→ Requests:
a) Write out the passage on urban land expansion and economic linkage intensity, copying everything from "The results show" down to "in different periods.".
b) Answer these questions using the passage on urban land expansion and economic linkage intensity:
(i) Which quadrant of the bivariate LISA map represents the "low–high" (LH) type?
(ii) For 1990–2005, which cities were significant among the HH regions?
(iii) For 2005–2015, around which urban agglomerations were the HL regions mainly distributed?
c) Give the next part of the passage on urban land expansion and economic linkage intensity, starting after its final sentence.

→ Quoted passage:
The results show that the global bivariate autocorrelation coefficients of the average annual change rate of urban land and the average annual growth rate of the economic linkage intensity were –0.058 and –0.03, respectively. Moreover, a significance test at a 1% level was passed during both periods, indicating that there existed strong negative spatial correlation characteristics between the average annual growth rate of urban land and the growth rate of economic linkage intensity (

Table 5. The results of bivariate global autocorrelation coefficients between ULE and economic linkage intensity in different periods.

Period	Land Category	Moran’s I	p-Value	Z-Value	Standard Deviation
1990–2005	Urban land	−0.058	0.018	–2.138	0.027
2005–2015	Urban land	–0.03	0.151	–1.035	0.029

).

To visualize the local spatial correlation, we drew a bivariate LISA agglomeration map. The bivariate LISA agglomeration map illustrates the relationship between the annual average growth rate of the regional urban land and the annual growth rate of the economic linkage intensity at the neighboring locations at a certain significance level. The four quadrants show the four types of local spatial autocorrelation. Quadrant I, which is called the “high–high” (HH) type, indicates high growth of urban land values surrounded by high economic linkage intensity values, and Quadrant III “low-low”(LL) type indicates low growth of urban land values surrounded by low economic linkage intensity values. Quadrant II, i.e., the “low–high” (LH) type, shows low growth of urban land values surrounded by high economic linkage intensity values, and Quadrant IV, which is the “high–low” (HL) type, indicates high growth of urban land values surrounded by low economic linkage intensity values.

From the LISA map in Figure 6a, we found that the high-ULE and high-economic linkage intensity (HH) regions were mainly distributed in the YRD and Qianzhong urban agglomerations, but most of the cities in this region were not significant during the period between 1990 and 2005, except for Shiyan, Yichang, and Hangzhou. This indicates that intensification of economic linkage can lead to high ULE. Low-urban expansion and low-economic linkage (LL) regions were scattered and distributed throughout the entire YREB, and only a few cities were significant. The low-urban land growth and high-economic linkage intensity (LH) regions were mainly distributed near the YRD and, apart from the urban agglomeration cities, in the central YREB. This indicates that high-economic linkage intensity is beneficial to decrease urban land growth. Conversely, the high-urban land growth and low-economic linkage intensity (HL) regions were mainly concentrated in the western regions of the YREB and were not significant.

As observed from Figure 6b, in the period between 2005 and 2015, the HH regions increased and were mainly distributed in the YRD and the central and western urban agglomerations in the YREB. This indicates that the improvement of the economic linkage between eastern regions and western regions in the YREB resulted in the rapid growth of urban land. The LL regions decreased and were scattered and distributed in the entire YREB region, and most of the cities in these regions were not significant. The LH regions expanded and were mainly distributed in the Changzhou–Zhuzhou–Xiangtan urban agglomeration, the YRD, and Wuhan, as well as in a few western cities; the value in the YRD region was significant. This indicates that the improvement of economic linkage greatly decreased the ULE in the YRD. However, the HL regions were mainly distributed around the central Yunnan urban agglomeration, Central Guizhou urban agglomeration, and the Chengdu–Chongqing urban agglomeration, and only a few cities’ values were significant. This illustrates that, despite the low intensity of economic linkage in the western regions of the YREB, the ULE was rapid during the period between 2005 and 2015.

→ Supplied data:
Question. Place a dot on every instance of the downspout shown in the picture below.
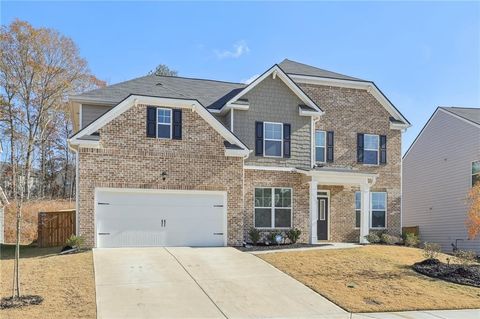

→ Replies:
a)
The results show that the global bivariate autocorrelation coefficients of the average annual change rate of urban land and the average annual growth rate of the economic linkage intensity were –0.058 and –0.03, respectively. Moreover, a significance test at a 1% level was passed during both periods, indicating that there existed strong negative spatial correlation characteristics between the average annual growth rate of urban land and the growth rate of economic linkage intensity (

Table 5. The results of bivariate global autocorrelation coefficients between ULE and economic linkage intensity in different periods.

b)
(i) Quadrant II
(ii) Shiyan, Yichang, and Hangzhou
(iii) The central Yunnan urban agglomeration, the Central Guizhou urban agglomeration, and the Chengdu–Chongqing urban agglomeration

c)
In a word, the growth of urban land in the eastern regions of YREB, for example, the YRD, has decreased with the increase of economic linkage intensity. The ULE has increased rapidly in the western cities of the YREB, where the economic linkage intensity is low. Notably, the strategy of balancing regional development in the YREB, such as in the rising central region and in the great development of the western region, has enhanced ULE, but has not evidently improved the economic linkage intensity. Improving the regional economic integration is advantageous to the intensive utilization of land.

3.4. Coupling Coordination Analysis between ULE and Economic Linkage in the YREB

3.4.1. Analysis of Coupling Degree

Table 6. The coupling degree between ULE and the economic linkage.

Periods	Mean Value of Coupling Degree	Low Coupling	Antagonistic Stage	Running-in Stage	Coupling Stage
1990–2005	0.497	38 (29%)	28 (22%)	43 (33%)	21 (16%)
2005–2015	0.713	15 (12%)	16 (12%)	31 (24%)	68 (52%)

illustrates that the mean values of the decoupling degree between ULE and the economic linkage in the YREB from 1990 to 2005 and 2005 to 2015 were 0.497 and 0.713, respectively, and that the overall coupling stage changed from the antagonistic stage to the running-in stage. A number of cities where the coupling was in different stages existed during these two periods. From 1990 to 2005, there were 38 cities in the low coupling stage, accounting for 29% of the total number of cities. There were 43 and 21 cities in the running-in stage and coupling stage, respectively, accounting for 33% and 16% of the total number of cities, respectively. The cities in the antagonistic stage accounted for 22% of the total number of cities. However, more than 50% of the cities were in the running-in stage during the period between 2005 and 2015. This indicates that the relationship between ULE and economic linkage was getting closer.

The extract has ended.